• [Trecho]:

• • • • • • •

E) Mudanças Intelectuais: As transformações intelectuais provocadas
pelo Renascimento, criaram um clima intelectual que favoreceu o desenvolvimento
do protestantismo. O interesse pela volta às fontes do passado
levou os humanistas cristãos do norte ao estudo da Bíblia nas línguas originais.
Deste modo, as diferenças entre a Igreja Primitiva e a Igreja Apostólica
Romana tornaram-se claras, para prejuízo da organização eclesiástica,
medieval e papista. A ênfase renascentista no indivíduo foi um fator preponderante
no desenvolvimento do ensino protestante de que a salvação era
uma questão pessoal, a ser resolvida pelo indivíduo em íntima relação com
Deus, sem a interferência de um sacerdote como mediador humano. O espírito
crítico do Renascimento foi usado pelos reformadores para justificar
sua crítica à hierarquia e aos sacramentos, mediante comparação com as
Escrituras. Embora o Renascimento na Itália tivesse contornos humanistas
e pagãos, as tendências que gerou foram assumidas no norte da Europa pelos
humanistas e reformadores cristãos e por eles usadas para justificar o
estudo da Bíblia no original como documento básico da fé cristã.

• • • • • • •

• [Exercício breve 1]:
Apresente em uma tabela Markdown, com as colunas "Posição" e "Texto", as linhas de dados abaixo, começando pela que contém "form (152, 153)." e seguindo até o fim delas. Omita as linhas em branco e as imagens.

• [Dados extraídos]:
• • • • • • •

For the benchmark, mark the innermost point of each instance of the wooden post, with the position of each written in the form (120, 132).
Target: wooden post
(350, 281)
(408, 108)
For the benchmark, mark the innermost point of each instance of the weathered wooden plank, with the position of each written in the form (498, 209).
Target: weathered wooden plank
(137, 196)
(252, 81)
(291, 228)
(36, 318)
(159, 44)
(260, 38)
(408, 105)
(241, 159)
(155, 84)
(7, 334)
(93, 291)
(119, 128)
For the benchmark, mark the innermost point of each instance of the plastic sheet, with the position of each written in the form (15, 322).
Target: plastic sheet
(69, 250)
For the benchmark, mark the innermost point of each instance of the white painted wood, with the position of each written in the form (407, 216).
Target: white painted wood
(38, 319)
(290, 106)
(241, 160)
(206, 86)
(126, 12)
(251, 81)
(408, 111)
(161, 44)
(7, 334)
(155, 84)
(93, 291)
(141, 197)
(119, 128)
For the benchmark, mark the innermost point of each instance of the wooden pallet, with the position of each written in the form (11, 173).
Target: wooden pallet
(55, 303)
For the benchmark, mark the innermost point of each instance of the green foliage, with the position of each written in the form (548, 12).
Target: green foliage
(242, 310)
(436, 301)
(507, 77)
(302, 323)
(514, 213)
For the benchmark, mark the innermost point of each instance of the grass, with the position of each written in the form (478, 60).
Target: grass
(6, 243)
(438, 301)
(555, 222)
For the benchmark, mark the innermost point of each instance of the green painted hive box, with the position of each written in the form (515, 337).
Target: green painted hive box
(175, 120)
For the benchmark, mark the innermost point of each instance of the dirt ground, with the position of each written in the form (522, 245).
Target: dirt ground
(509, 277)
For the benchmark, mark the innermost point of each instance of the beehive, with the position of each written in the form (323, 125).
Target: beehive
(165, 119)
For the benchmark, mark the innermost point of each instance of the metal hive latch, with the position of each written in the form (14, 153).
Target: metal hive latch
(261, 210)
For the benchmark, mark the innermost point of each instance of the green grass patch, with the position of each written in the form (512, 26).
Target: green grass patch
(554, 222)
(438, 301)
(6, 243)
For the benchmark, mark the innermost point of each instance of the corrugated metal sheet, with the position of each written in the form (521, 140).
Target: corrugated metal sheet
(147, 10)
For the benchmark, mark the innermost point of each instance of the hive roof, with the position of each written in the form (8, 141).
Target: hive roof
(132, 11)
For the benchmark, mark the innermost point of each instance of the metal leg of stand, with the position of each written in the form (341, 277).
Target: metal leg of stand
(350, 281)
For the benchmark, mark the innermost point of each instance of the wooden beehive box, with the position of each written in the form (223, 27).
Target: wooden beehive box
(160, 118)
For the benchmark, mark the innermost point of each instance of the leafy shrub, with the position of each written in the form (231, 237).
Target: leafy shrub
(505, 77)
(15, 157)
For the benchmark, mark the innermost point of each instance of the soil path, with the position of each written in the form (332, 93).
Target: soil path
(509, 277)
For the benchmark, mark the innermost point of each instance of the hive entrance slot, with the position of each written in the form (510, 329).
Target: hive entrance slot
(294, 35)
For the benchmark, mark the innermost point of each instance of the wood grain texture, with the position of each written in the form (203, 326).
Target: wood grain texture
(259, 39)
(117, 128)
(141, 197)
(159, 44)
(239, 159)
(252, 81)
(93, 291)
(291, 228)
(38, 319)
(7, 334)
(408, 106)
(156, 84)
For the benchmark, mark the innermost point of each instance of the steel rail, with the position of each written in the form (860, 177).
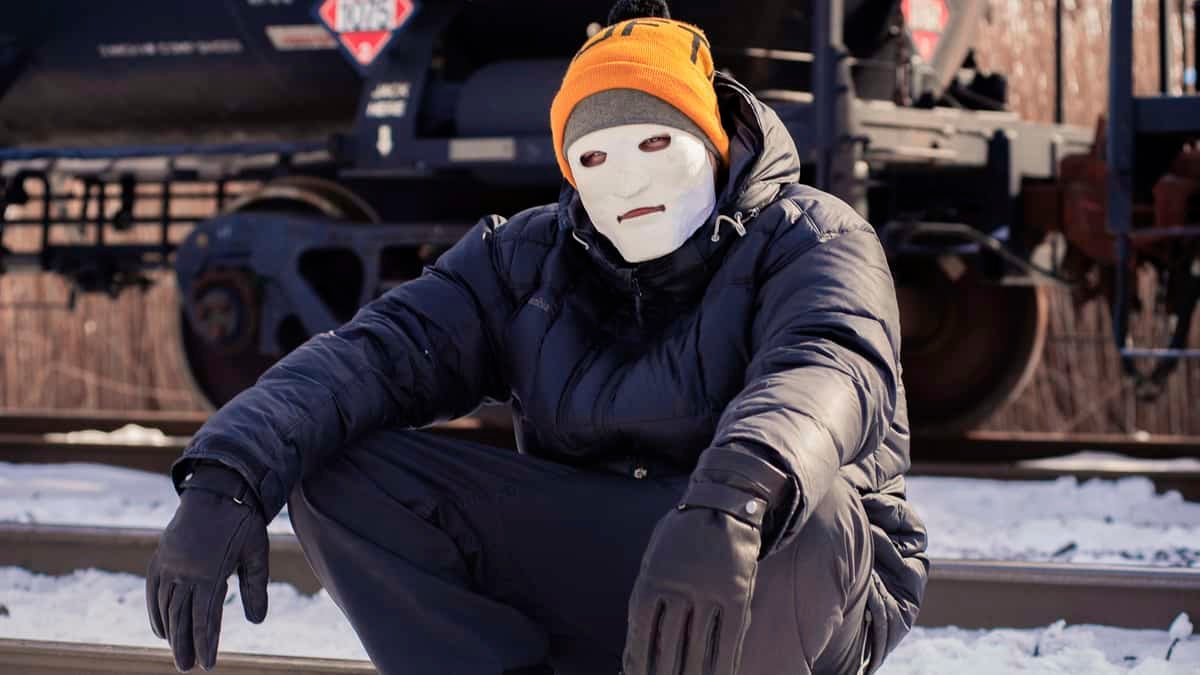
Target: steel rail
(1009, 446)
(1183, 481)
(41, 657)
(961, 592)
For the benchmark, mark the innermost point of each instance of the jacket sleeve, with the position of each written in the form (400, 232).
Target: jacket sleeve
(821, 387)
(423, 352)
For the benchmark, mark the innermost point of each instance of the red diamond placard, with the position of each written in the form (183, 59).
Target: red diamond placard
(927, 22)
(365, 27)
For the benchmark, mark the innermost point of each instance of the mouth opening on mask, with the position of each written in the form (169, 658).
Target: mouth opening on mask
(641, 211)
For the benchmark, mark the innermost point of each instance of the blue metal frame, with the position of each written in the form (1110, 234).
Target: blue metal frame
(131, 151)
(1131, 117)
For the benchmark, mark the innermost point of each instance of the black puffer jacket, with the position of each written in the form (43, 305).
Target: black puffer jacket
(772, 330)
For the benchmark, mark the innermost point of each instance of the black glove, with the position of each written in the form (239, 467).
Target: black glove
(217, 527)
(690, 605)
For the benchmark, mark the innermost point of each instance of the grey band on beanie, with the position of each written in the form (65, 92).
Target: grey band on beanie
(616, 107)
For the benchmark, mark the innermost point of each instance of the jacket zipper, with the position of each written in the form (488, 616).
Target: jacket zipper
(637, 299)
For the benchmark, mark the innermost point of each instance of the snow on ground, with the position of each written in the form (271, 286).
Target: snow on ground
(1062, 520)
(1122, 521)
(91, 494)
(100, 607)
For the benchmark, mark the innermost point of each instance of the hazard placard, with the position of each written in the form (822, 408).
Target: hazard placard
(927, 22)
(364, 28)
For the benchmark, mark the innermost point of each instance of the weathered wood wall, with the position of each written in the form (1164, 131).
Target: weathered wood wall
(121, 353)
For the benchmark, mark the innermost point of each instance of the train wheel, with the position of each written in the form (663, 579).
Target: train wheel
(969, 347)
(219, 316)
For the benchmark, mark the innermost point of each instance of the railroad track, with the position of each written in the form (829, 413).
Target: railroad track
(39, 657)
(961, 592)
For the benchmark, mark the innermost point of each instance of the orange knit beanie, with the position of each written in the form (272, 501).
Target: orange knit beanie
(665, 58)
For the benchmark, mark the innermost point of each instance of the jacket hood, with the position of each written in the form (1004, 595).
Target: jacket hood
(762, 159)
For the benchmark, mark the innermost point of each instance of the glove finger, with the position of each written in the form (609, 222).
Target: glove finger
(153, 583)
(181, 641)
(642, 640)
(252, 577)
(672, 639)
(166, 591)
(207, 610)
(707, 651)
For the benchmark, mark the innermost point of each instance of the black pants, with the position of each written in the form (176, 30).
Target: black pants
(456, 559)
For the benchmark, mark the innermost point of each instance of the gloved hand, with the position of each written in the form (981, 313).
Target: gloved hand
(217, 527)
(690, 605)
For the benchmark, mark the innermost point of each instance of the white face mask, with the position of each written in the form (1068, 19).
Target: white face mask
(646, 186)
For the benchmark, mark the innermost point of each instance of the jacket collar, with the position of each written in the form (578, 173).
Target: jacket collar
(762, 157)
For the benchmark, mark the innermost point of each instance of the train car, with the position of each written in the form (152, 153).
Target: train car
(348, 142)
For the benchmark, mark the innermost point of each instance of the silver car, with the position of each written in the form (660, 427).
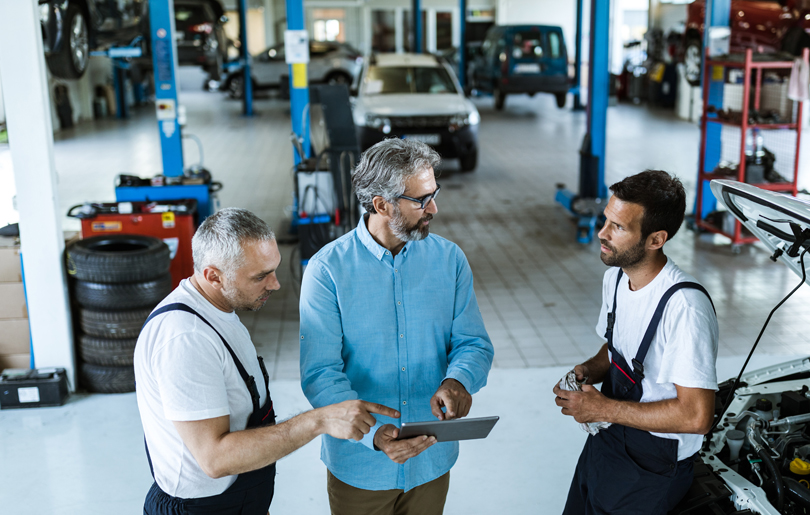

• • • • • • •

• [Exercício breve 2]:
Prossiga o trecho sobre o Renascimento e o protestantismo a partir do ponto em que ele termina.

• [Resultado 1]:
| Posição | Texto |
|---|---|
| 1 | For the benchmark, mark the innermost point of each instance of the train car, with the position of each written in the form (152, 153). |
| 2 | Target: train car |
| 3 | (348, 142) |
| 4 | For the benchmark, mark the innermost point of each instance of the silver car, with the position of each written in the form (660, 427). |

• [Resultado 2]:
F)Mudanças Religiosas: A uniformidade religiosa medieval deu lugar,
no início do século XVI, à diversidade religiosa. A autoridade da Igreja
Romana foi substituída pela autoridade da Bíblia, de leitura livre a qualquer
um. Os padrões estáticos da civilização medieval foram substituídos
pelos padrões dinâmicos da sociedade moderna. As mudanças no setor religioso
não foram as menos importantes que ocorreram na civilização européia
ocidental.
Os Reformadores
O nome e o sentido dados à Reforma são condicionados pela visão do
historiador. O católico romano entende-a apenas como uma revolta protestante
contra a igreja universal. O protestante considera-a como uma reforma que fez a vida religiosa voltar aos padrões do Novo Testamento.
A Reforma não se explica de forma tão simples, porque as suas
causas são múltiplas e complexas. Ela tem causas derivativas e determinativas.
As personalidades criativas de alguns líderes da Reforma, como
Lutero, Calvino e outros, determinaram a direção tomada. Os líderes da
Reforma Protestante saíram, em geral, da classe média, enquanto que os
da Contra-Reforma vieram da aristocracia.
A) Martinho Lutero e a Reforma na Alemanha
João Huss, um dos mais famosos precursores da Reforma, no momento
da sua execução, disse em alto e bom som: “Podem matar o ganso
(na sua língua “huss” é ganso), mas daqui a cem anos surgirá um cisne
que não poderão queimar”. Cem anos após ditas estas palavras, isto é, a
em 1483, em Eisblen, na Saxônia, nascia Martinho Lutero.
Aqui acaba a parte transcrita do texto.